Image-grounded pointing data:
*** Block opens ***

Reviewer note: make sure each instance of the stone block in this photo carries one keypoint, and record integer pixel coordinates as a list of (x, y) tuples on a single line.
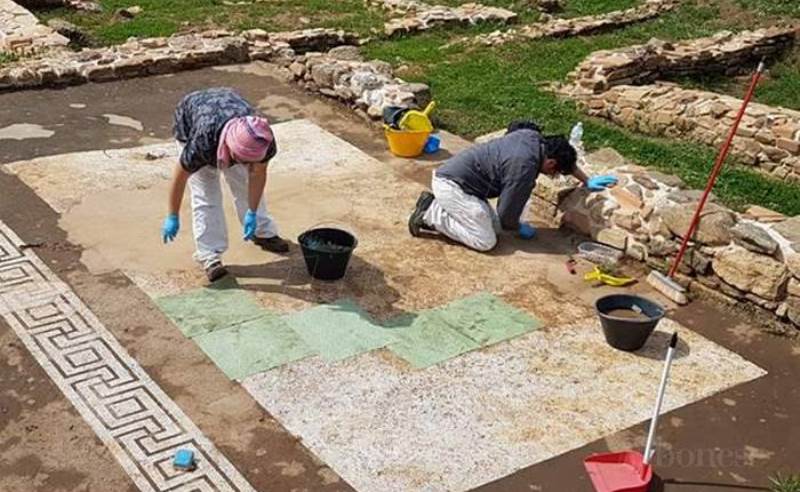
[(789, 229), (793, 264), (615, 238), (626, 199), (793, 288), (763, 215), (714, 227), (792, 146), (752, 272), (627, 219), (636, 250), (754, 238), (793, 309)]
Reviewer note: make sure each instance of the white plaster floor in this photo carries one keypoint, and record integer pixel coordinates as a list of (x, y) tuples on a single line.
[(379, 424), (484, 415)]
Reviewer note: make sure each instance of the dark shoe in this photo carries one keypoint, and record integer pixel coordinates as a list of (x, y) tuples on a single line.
[(273, 244), (215, 271), (415, 222)]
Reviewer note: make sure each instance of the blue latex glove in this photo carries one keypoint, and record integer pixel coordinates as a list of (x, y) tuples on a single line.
[(169, 229), (526, 231), (250, 225), (600, 183)]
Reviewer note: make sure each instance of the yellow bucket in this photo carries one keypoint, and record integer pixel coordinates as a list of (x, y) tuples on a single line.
[(406, 144)]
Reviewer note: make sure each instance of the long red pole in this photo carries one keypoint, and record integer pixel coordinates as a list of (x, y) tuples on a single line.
[(712, 179)]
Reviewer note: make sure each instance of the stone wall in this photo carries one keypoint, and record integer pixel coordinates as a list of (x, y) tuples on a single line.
[(85, 5), (608, 85), (561, 28), (366, 86), (21, 32), (419, 16), (150, 56), (768, 137), (725, 53), (340, 73), (751, 258)]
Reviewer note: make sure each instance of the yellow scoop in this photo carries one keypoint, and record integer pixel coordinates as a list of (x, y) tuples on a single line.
[(607, 279), (418, 121)]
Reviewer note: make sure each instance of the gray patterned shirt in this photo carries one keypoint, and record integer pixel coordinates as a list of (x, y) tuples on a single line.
[(199, 120)]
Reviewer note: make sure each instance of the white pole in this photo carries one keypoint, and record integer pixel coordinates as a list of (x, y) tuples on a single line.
[(651, 435)]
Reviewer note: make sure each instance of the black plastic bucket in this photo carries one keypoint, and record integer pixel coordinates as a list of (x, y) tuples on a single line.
[(623, 332), (327, 252)]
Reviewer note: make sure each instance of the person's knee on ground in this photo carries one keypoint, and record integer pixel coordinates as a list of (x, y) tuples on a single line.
[(483, 244)]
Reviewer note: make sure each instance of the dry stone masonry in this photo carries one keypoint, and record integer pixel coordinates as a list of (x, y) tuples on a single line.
[(608, 84), (724, 52), (85, 5), (149, 56), (367, 86), (419, 16), (768, 138), (22, 33), (340, 73), (751, 258), (562, 28)]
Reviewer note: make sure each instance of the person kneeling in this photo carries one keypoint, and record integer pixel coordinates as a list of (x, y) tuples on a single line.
[(505, 168)]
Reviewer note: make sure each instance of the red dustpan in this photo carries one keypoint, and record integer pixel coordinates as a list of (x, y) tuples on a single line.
[(620, 472), (629, 471)]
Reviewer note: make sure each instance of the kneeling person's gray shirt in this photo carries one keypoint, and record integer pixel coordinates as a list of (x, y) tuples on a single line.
[(505, 168)]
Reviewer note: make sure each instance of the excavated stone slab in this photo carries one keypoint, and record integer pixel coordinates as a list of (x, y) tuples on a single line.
[(484, 415)]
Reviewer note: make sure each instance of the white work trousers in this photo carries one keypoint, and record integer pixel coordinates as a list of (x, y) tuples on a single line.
[(208, 217), (462, 217)]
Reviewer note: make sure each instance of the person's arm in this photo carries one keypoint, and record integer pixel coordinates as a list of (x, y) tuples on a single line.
[(256, 182), (513, 198), (179, 178)]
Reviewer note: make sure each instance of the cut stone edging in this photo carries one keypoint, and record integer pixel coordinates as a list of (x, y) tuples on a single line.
[(420, 16), (367, 86), (22, 33), (751, 258), (608, 84)]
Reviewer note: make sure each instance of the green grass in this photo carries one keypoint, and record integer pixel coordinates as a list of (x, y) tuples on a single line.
[(166, 17), (772, 7), (481, 90), (788, 483)]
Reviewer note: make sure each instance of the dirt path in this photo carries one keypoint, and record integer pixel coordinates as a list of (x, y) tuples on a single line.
[(735, 438)]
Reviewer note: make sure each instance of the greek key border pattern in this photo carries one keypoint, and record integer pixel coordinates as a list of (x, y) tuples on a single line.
[(135, 419)]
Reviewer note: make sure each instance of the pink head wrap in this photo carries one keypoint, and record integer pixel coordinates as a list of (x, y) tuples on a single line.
[(247, 138)]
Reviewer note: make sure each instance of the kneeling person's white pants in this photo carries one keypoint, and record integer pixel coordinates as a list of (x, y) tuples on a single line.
[(462, 217), (208, 217)]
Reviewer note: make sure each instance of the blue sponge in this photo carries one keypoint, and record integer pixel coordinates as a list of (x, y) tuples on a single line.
[(184, 460)]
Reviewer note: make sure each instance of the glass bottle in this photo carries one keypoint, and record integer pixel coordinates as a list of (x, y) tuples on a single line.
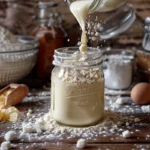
[(146, 40), (47, 42), (77, 97), (60, 33)]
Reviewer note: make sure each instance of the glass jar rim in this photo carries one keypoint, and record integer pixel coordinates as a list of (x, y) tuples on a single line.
[(71, 57)]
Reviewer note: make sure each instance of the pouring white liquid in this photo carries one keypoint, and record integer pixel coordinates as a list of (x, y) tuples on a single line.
[(80, 9)]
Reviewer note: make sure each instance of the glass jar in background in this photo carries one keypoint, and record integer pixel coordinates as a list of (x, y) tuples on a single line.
[(46, 39), (50, 38), (77, 87), (118, 68), (60, 33)]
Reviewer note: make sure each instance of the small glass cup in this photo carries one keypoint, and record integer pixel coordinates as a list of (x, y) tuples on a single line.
[(77, 84), (118, 68)]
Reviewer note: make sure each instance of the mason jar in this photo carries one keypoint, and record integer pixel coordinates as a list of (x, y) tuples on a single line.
[(77, 84)]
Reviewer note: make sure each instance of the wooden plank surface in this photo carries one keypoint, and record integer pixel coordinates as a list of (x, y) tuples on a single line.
[(40, 102)]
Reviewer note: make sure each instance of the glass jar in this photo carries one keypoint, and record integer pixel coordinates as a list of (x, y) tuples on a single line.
[(102, 5), (118, 68), (143, 65), (77, 84)]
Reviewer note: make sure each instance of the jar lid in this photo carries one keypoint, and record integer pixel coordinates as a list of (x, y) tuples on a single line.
[(117, 23)]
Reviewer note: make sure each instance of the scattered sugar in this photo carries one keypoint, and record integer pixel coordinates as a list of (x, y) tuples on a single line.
[(81, 143), (5, 145), (10, 135), (126, 134)]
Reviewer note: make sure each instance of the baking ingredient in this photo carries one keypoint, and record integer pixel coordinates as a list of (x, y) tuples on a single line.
[(79, 92), (81, 143), (6, 36), (140, 93), (5, 145), (126, 134), (10, 114), (117, 72), (146, 109), (10, 135), (80, 9), (120, 101), (28, 128)]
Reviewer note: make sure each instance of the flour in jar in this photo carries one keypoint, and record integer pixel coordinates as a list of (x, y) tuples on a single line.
[(6, 36), (81, 90)]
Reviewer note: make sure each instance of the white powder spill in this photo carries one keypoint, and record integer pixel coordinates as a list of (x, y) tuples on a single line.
[(116, 121)]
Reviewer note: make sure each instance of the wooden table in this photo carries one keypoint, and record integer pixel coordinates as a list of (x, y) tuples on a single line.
[(39, 102)]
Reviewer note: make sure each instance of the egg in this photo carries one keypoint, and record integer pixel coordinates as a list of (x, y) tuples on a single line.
[(140, 93)]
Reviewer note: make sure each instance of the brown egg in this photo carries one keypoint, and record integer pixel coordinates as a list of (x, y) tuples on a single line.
[(140, 94)]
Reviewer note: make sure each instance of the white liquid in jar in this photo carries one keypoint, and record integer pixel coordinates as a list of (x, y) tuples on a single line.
[(77, 101), (80, 9)]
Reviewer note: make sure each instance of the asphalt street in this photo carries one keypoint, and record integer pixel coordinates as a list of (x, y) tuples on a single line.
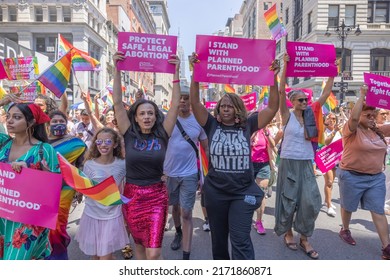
[(270, 247)]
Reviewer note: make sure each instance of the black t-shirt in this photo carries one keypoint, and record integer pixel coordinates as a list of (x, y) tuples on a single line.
[(230, 166), (144, 158)]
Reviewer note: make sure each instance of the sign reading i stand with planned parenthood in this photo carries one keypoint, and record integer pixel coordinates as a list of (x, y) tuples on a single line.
[(146, 52), (311, 60), (228, 60)]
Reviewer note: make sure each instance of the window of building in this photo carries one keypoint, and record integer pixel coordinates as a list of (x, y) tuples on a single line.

*** Block closes ***

• _PROBLEM TO WORK ON_:
Where the line containing "Reviewer note: make sure each instance of the asphalt" appears in the entries above, start there and set down every line exactly through the last one, inclusive; omit pictures.

• _WRITTEN ANSWER_:
Reviewer note: make sure each instance of the asphalt street in this photo carries one keypoint, and record integer pixel coordinates as a list of (x, y) tuples on a single line.
[(270, 247)]
Reviewer note: make sure each instance of the black t-shirt in this photo carries one keypoint, and record integer pixel coordinates as a list of (x, y) tuples on a single line.
[(230, 166), (144, 158)]
Reviewer note: make sure each instance of the sign reading i stand with planned parenthood in this photo carries one keypoint, and record integer pixel coordinates as a list of (x, y) tuples on a single line.
[(146, 52), (311, 60), (228, 60)]
Reviewer note: make sure each instance of the window of building in this photo carries one keypoint, and record integer pixel coordinates as a list of (x, y) tuples on a single line.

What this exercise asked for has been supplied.